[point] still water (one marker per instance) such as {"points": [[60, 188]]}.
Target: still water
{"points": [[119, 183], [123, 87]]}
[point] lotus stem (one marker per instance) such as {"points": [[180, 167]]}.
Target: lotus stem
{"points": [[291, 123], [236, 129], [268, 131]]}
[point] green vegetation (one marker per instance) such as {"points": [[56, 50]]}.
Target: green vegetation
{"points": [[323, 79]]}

_ _ _ _

§ **EXERCISE DETAILS**
Rewrite every line of the material above and add 78 to each coordinate in the standalone point lists. Leave the sample coordinates inside the lines beginning with "[point]" unchanged.

§ **EXERCISE RESULT**
[point] still water (one marker per instance) such as {"points": [[60, 188]]}.
Target: still water
{"points": [[197, 261], [201, 165]]}
[point] lotus stem (one marker per instance) such as {"points": [[180, 167]]}.
Target: lotus stem
{"points": [[369, 201], [314, 207], [346, 209]]}
[point] green vegetation (one marker per instance) such as {"points": [[56, 50]]}.
Target: green vegetation
{"points": [[401, 157]]}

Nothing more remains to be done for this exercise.